Text block:
·····

Figure 13. Modelled maximum ice surface (corrected for the depression of the bedrock) versus observed trimline elevations in the Rhone Valley by Kelly and others (Reference Kelly, Buoncristiani and Schlüchter2004) (Fig. 14). The modelled ice thickness is overestimated by 387 m on average compared to trimlines.

Figure 14. Modelled maximum ice thickness in the Rhone catchment. Continuous lines indicate the streamlines computed from the surface ice flow at the maximum state. The two transfluences (Simplon and Brünig) are shown with black dots. The black crosses correspond to places where trimlines have been documented in the Rhone Valley by Kelly and others (Reference Kelly, Buoncristiani and Schlüchter2004).

Finally, despite an overestimation of the ice thickness, our simulation depicts the AIF as a network of glaciers whose flow is mainly controlled by the basal topography. The modelled ice flow field at the border of the Rhone catchment shows clear transfluences (Fig. 14). This includes the southward transfluence across the Simplon Pass into the Toce Glacier catchment and the transfluence across Brünig Pass from the Aare catchment (right tributary of the Rhone glacier) to the Reuss glacier system (Jäckli, Reference Jäckli1962; Kelly and others, Reference Kelly, Buoncristiani and Schlüchter2004; Bini and others, Reference Bini2009).

3.6. Sensitivity to model parameters

In this section, we present the results of three additional model runs to assess the influence of important parameters on our model results.

3.6.1. Influence of the size of the NHIS

We model the AIF during the last glacial cycle using climate forcing based on the assumption of 100% NHIS (instead of 66%) to measure the influence of this parameter. To maintain a similar ice extent at the LGM, the melting parameter is tuned to C = 0.9 (Fig. 15, top panel). There are, however, notable local discrepancies between glacier lobes: the 100% NHIS climate forcing produces more extensive glaciers in the south with some notable overshoots (e.g. Ticino-Toce), and less extensive glaciers in the north resulting in several good matches (e.g. Solothurn and Rhine lobes), and some undershoots (e.g. lobes in the northeast). This result is in line with the difference between the precipitation patterns of the two forcings (Fig. 7).

·····

Stated task 1:
Can you copy out the glacier-modelling passage word for word, starting at the words that contain "Finally, despite an" and ending after "others, Reference Bini2009)."?
Stated task 2:
What comes next in the glacier-modelling passage? Write the part that follows its last sentence.
The entries that follow have no connection to the glacier-modelling passage.

·····

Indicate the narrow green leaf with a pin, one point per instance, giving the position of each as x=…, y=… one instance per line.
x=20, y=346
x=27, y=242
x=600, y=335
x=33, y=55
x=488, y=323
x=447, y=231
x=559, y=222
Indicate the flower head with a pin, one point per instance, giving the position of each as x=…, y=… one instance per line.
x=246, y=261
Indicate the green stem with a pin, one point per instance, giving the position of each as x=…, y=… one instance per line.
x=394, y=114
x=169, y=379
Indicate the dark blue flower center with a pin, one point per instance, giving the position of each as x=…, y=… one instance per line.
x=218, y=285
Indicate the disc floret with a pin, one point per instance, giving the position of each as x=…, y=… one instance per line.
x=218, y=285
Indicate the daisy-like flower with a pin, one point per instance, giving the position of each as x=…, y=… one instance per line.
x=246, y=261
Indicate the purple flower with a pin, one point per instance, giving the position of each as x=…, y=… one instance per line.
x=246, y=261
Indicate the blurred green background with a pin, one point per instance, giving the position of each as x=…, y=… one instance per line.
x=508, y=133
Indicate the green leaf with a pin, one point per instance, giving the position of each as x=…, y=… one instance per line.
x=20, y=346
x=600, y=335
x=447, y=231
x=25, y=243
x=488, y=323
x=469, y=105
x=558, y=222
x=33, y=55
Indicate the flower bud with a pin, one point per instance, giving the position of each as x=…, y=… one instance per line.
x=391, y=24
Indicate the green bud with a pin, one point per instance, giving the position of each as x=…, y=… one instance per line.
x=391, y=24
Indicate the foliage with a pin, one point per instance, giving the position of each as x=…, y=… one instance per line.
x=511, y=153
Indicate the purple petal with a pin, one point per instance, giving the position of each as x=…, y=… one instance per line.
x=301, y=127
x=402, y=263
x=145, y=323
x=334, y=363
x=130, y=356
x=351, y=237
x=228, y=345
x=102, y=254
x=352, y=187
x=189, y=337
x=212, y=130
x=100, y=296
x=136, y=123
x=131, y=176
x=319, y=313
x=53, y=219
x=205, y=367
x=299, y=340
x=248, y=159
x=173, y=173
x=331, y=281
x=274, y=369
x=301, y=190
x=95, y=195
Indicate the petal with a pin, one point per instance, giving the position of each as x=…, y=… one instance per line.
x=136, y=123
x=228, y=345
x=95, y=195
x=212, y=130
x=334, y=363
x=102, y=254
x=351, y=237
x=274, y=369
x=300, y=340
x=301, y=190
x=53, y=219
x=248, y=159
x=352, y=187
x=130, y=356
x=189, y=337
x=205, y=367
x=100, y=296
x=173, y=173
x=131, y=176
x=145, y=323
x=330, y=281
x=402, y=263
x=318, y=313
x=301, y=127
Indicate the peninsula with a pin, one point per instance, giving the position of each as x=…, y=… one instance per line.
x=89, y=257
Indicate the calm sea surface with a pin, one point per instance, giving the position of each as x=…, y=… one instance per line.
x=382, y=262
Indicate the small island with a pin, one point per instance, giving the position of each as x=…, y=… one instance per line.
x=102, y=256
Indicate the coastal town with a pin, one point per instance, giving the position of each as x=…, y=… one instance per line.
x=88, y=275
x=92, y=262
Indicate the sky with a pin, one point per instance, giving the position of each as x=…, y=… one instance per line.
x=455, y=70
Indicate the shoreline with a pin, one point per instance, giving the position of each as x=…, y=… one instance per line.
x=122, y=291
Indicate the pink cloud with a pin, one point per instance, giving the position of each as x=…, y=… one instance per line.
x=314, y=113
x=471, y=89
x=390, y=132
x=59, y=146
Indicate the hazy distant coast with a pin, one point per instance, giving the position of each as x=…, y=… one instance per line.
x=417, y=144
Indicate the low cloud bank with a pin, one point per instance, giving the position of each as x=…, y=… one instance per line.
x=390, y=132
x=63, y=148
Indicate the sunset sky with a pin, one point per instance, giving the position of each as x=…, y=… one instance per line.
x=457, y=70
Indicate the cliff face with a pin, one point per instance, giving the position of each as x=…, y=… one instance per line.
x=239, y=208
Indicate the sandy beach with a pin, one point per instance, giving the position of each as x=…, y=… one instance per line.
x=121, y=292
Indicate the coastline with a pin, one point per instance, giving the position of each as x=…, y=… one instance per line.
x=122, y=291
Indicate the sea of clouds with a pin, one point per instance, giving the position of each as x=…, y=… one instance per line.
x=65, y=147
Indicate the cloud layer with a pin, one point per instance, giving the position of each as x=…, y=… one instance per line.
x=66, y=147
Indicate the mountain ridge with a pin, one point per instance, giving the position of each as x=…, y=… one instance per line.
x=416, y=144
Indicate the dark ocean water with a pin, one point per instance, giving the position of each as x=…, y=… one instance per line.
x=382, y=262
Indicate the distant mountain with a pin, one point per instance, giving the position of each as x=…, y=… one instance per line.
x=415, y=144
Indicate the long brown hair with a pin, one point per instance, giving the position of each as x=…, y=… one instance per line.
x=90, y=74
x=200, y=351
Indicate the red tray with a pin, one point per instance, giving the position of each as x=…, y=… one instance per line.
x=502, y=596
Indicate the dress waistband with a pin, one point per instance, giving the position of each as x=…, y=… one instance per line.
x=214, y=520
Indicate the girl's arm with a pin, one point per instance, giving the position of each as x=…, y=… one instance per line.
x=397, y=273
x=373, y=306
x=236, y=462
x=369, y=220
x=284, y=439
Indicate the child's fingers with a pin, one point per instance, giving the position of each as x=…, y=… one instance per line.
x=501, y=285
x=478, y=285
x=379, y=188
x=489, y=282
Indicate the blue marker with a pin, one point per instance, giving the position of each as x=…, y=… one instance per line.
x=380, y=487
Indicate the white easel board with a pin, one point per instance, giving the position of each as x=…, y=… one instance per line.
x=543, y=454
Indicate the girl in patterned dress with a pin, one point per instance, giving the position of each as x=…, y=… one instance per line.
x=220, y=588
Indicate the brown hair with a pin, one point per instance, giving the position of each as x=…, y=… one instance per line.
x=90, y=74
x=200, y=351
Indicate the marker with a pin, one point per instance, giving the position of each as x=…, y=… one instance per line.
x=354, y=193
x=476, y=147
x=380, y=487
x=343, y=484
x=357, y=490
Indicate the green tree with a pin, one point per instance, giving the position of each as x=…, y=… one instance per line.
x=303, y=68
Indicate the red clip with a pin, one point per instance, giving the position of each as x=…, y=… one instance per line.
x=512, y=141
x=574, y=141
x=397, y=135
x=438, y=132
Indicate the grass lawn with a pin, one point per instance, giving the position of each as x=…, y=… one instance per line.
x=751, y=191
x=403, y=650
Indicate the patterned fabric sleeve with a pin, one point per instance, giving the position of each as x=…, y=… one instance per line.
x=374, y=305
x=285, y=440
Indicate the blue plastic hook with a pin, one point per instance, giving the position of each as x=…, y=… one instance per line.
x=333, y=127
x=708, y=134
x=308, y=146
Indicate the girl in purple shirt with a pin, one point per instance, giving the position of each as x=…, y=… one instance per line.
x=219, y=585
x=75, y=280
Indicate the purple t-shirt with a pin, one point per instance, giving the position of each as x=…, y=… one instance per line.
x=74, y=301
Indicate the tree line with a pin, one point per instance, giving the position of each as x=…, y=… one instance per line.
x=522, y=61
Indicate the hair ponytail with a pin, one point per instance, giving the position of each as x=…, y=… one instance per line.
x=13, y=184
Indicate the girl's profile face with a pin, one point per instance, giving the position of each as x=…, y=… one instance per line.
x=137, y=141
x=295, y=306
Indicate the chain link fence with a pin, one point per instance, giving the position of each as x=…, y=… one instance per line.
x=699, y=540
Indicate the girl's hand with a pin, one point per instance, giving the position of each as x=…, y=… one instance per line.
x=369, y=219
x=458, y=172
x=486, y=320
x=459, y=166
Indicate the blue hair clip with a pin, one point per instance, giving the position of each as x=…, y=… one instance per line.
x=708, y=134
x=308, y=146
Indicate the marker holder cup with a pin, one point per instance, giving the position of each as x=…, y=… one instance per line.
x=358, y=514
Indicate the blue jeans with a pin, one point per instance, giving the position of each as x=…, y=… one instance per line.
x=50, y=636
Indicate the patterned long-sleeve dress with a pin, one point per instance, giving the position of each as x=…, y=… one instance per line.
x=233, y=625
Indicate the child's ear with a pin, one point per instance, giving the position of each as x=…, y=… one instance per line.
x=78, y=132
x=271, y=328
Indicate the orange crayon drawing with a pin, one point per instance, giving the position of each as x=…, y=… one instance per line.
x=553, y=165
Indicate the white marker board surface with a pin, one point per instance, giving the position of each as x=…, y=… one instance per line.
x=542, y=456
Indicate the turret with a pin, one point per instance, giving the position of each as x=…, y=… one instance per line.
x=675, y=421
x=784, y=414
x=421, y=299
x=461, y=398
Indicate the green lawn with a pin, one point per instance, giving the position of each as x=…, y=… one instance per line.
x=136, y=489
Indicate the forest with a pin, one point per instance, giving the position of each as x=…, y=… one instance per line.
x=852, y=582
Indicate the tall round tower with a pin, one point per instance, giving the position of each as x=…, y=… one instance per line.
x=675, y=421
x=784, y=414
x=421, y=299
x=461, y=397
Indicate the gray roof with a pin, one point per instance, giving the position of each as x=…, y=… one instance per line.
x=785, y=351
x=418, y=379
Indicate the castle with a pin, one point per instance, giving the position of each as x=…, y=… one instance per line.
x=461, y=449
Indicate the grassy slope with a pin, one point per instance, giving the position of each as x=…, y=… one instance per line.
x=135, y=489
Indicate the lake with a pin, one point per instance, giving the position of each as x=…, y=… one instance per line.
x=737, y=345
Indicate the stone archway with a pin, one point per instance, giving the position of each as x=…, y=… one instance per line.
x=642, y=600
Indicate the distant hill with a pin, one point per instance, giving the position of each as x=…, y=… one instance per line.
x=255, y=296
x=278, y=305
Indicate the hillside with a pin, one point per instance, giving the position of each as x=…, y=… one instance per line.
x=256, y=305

·····

Exercise output 1:
Finally, despite an overestimation of the ice thickness, our simulation depicts the AIF as a network of glaciers whose flow is mainly controlled by the basal topography. The modelled ice flow field at the border of the Rhone catchment shows clear transfluences (Fig. 14). This includes the southward transfluence across the Simplon Pass into the Toce Glacier catchment and the transfluence across Brünig Pass from the Aare catchment (right tributary of the Rhone glacier) to the Reuss glacier system (Jäckli, Reference Jäckli1962; Kelly and others, Reference Kelly, Buoncristiani and Schlüchter2004; Bini and others, Reference Bini2009).

Exercise output 2:
Figure 15. Modelled maximum extent during LGM using NHIS 100% (panel a) and Bergsee signal (panel b) compared to the reference simulation that uses 66% NHIS and EPICA. The solid black line shows the reconstructed LGM outline modified after Ehlers and others (Reference Ehlers, Gibbard and Hughes2011), the blue shows the reference simulation while the orange line shows the NHIS 100% (panel a) and Bergsee signal (panel b) simulations, respectively.

3.6.2. Influence of the climate signal

We have performed simulations with different climate signals including EPICA (Jouzel and others, Reference Jouzel2007), NGRIP (Seierstad and others, Reference Seierstad2014) and the local pollen-based signal from Bergsee, Southern Germany (Duprat-Oualid and others, Reference Duprat-Oualid2017), which correlates relatively well with NGRIP in terms of variability, to drive the glacial index transient climate. An important difference between the EPICA and Bergsee signals is that the glacial index prior to the LGM is generally smaller, i.e. the length of the time period with a GI close to one is shorter (Fig. 3) for the Bergsee signal. As a result, we notice in general very minor or no differences with the EPICA simulation except for the Rhone Glacier, which is largely underestimated (Fig. 15, bottom panel). This experiment shows that the considerable size of the Rhone Glacier at LGM is the result of prolonged cold conditions in the climate forcing, and that the duration these conditions prevail is an essential parameter that must be considered to model the transient evolution of the AIF in agreement with the known LGM glacier footprints. This additional sensitivity experiment highlights the dependence to the chosen climate signal, and the limitation of our GI approach to reproduce glacier states different from LGM in the absence of tuning data.

3.6.3. Importance of modelling the ice thermo-mechanics

In a last sensitivity model experiment, we run the isothermal version of PISM by switching off the thermal component of the model. Figure 16 compares the fluctuations of the Rhine Glacier using these two settings: (i) the polythermal reference version discussed in this paper and (ii) the isothermal version. The polythermal model shows many more fluctuations than the isothermal model, indicating that the amplification of glacier fluctuations is the direct consequence of feedback mechanisms in the thermo-mechanics of ice. When glacier ice temperature is modelled, cooling causes successively a thick glacier lobe to form, temperate basal conditions to occur due to thermal isolation, downwasting of ice due to enhanced sliding and evacuation of ice to the ablation zone leading to glacier retreat. In contrast, the AIF clearly shows much fewer fluctuations (only long-term climate-induced ones) when switching off the thermal component of the model. In summary, this model experiment shows that the frequent glacier oscillations displayed by the model are partly non-climatic as the EPICA climate signal chosen to drive the glacial index is relatively smooth (Fig. 3). In fact, they are the consequence of positive feedback mechanisms between the basal ice temperature, the basal sliding and the ice thickness. This shows that while climate is the main driver that leads to major glaciations, non-climatic internal glacier thermomechanics may play an equally important role in explaining the dynamical behaviour of glaciers.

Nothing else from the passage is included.